Extracted data entries

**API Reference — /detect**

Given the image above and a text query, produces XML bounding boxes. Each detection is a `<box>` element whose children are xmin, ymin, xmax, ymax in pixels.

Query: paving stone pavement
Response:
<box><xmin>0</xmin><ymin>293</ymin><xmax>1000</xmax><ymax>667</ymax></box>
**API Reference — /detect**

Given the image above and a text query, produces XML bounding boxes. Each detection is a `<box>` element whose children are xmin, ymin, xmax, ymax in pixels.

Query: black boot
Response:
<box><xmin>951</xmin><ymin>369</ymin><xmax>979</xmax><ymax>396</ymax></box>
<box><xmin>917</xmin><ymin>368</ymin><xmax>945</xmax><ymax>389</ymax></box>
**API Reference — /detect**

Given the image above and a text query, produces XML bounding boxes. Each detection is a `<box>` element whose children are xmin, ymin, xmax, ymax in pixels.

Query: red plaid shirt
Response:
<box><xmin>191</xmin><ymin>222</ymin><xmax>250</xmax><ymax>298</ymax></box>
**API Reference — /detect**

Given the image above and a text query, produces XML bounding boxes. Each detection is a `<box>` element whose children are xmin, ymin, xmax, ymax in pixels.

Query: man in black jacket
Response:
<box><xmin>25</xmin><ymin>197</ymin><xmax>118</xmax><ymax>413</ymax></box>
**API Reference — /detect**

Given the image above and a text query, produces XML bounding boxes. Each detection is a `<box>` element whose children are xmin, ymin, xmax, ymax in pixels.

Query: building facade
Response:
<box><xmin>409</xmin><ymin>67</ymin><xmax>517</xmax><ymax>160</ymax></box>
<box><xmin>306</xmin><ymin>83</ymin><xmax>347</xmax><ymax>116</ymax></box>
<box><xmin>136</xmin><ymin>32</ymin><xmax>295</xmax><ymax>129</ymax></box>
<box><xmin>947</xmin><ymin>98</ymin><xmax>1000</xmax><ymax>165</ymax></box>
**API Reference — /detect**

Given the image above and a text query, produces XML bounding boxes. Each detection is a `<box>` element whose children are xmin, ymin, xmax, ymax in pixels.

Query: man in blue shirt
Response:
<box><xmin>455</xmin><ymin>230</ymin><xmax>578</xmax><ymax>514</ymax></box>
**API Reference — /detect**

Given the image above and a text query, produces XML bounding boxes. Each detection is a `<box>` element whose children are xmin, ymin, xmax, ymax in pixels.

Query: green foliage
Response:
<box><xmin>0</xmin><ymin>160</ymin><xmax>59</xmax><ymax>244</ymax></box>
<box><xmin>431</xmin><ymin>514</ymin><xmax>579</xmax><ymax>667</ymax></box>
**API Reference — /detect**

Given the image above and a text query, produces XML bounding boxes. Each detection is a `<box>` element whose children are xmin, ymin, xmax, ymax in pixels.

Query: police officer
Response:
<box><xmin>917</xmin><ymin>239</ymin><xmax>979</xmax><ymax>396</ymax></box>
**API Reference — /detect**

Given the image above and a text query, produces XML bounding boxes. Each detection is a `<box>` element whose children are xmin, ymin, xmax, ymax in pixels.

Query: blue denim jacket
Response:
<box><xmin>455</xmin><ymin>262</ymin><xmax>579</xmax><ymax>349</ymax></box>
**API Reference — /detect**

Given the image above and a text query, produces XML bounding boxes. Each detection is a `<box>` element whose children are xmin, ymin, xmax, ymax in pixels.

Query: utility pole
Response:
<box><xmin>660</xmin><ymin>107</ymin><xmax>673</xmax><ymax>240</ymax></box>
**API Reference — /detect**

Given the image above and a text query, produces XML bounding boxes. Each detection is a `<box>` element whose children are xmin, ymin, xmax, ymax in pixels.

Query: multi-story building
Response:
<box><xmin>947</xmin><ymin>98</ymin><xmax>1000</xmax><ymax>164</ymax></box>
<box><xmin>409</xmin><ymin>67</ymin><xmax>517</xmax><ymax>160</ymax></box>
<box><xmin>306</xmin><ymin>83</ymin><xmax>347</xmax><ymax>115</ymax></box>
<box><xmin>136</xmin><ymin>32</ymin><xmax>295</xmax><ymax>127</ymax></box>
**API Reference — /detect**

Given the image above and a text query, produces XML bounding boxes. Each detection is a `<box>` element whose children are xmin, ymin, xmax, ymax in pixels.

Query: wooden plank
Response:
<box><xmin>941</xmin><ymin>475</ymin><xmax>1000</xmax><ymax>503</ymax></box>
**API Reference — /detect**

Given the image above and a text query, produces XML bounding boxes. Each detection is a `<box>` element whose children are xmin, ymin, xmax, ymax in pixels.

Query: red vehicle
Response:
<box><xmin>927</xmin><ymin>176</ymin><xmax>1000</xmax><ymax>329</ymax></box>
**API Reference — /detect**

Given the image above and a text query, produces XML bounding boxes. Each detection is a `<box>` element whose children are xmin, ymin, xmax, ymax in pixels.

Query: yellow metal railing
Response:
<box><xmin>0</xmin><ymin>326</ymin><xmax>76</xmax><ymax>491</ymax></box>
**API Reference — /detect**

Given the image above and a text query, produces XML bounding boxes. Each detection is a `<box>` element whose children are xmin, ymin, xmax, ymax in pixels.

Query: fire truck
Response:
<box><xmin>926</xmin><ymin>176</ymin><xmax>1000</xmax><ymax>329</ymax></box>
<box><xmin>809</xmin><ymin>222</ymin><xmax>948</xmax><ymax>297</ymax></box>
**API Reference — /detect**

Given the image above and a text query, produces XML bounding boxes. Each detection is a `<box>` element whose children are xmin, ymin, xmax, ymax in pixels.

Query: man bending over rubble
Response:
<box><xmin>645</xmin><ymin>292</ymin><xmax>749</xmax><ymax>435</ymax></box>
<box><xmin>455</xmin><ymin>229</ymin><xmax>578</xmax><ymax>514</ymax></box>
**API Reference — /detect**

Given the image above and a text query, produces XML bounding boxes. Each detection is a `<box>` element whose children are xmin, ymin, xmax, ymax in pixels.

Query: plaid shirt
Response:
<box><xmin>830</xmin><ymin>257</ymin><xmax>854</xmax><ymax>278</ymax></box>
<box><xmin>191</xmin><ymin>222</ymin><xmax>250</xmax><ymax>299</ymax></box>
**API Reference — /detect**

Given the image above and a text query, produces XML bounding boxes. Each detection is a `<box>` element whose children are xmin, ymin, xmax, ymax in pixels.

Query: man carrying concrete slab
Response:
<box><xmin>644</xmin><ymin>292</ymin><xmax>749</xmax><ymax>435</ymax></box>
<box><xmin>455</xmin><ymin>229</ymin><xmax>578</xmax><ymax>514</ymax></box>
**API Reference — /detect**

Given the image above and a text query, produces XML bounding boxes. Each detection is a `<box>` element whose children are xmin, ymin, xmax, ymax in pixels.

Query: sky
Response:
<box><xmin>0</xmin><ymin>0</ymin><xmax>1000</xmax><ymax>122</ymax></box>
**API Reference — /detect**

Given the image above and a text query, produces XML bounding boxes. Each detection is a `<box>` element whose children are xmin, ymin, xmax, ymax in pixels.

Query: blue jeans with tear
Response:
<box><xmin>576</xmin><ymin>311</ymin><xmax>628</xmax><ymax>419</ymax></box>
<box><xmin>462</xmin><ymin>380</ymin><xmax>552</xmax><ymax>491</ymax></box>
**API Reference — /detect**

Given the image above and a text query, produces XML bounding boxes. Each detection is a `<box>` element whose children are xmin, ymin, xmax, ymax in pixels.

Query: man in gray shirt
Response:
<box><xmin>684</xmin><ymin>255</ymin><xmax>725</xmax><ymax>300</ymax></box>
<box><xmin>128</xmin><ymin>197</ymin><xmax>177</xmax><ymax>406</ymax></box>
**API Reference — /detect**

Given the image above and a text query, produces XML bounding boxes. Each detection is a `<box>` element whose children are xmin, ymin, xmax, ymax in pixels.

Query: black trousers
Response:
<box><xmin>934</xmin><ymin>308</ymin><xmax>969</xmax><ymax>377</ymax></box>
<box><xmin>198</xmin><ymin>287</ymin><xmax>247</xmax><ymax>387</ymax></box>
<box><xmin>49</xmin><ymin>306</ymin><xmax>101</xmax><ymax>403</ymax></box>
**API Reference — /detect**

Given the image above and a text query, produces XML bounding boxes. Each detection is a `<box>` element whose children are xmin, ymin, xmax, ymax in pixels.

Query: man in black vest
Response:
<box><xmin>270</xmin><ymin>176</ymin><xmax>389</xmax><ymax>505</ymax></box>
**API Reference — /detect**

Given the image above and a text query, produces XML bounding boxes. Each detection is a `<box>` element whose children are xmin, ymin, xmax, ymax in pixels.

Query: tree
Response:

* _JOB_: How many lines of the records contain the string "black", with case counting? Reply with the number only.

* _WRITTEN SOLUTION_: 4